Nella rilevazione trimestrale dell’Istat sull’occupazione colpisce in particolare la durata dei contratti a tempo determinato: uno su tre non supera i 30 giorni.
Una parte dei dati della rilevazione trimestrale sul mercato del lavoro fatta dall’Istat erano già noti. Il confronto viene effettuato con il I° trimestre di quest’anno e con l’analogo trimestre del 2021. Forse sarebbe però necessario che il confronto si ampliasse anche al 2019 (anno pre-pandemico) per capire meglio l’effettivo recupero, ad esempio, delle Ula (unità di lavoro, ndr). Solo nel trimestre preso in esame tornano a quel livello (+0,6% II° trim. 2019/2022).
Quello che colpisce negativamente in questa nuova rilevazione, sono ancora una volta, i dati sulla precarietà. È noto che i tempi determinati sono al loro massimo numero storico, ma è altrettanto grave e forse di più l’utilizzo delle durate che ne viene fatto. Le brevi durate dei contratti a tempo determinato sono una costante in Italia nell’utilizzo di questa quota di forza lavoro da parte delle imprese, ma il meccanismo “usa e getta” continua ad aumentare costantemente.

____

### Problema 1
Nell'articolo sulla rilevazione Istat dell'occupazione, quanti contratti a tempo determinato non superano i 30 giorni?
### Problema 2
Prosegui l'articolo sulla rilevazione Istat dell'occupazione a partire dall'ultima frase riportata.

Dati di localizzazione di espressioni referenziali
____

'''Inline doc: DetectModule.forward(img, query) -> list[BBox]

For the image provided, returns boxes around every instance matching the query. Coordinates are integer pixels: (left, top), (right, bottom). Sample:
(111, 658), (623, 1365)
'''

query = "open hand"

____

### La tua risposta 1
Uno su tre.

### La tua risposta 2
Nel II° trimestre del 2022, il 37% delle posizioni lavorative a tempo determinato dura al massimo fino a 30 giorni (di queste il 13,3% un solo giorno); un altro 36% lavora da 2 a 6 mesi e solo l’1% supera un anno di attività. Dati significativi, molto gravi e in costante aumento, soprattutto per quanto riguarda l’incidenza sul totale delle attivazioni dei contratti di brevissima durata (i contratti fino ad una settimana pari al 23,7% sono aumentati di quasi 4 punti rispetto al II° trimestre del 2021).
Nel periodo annuale preso in esame il Pil è costantemente cresciuto, difficile confutare che sia stato anche per l’uso a scopo di esclusiva competizione di costo di questa parte rilevante di lavoratrici e lavoratori. Non era necessario ma è la conferma che sulla diminuzione della precarietà occorre intervenire drasticamente.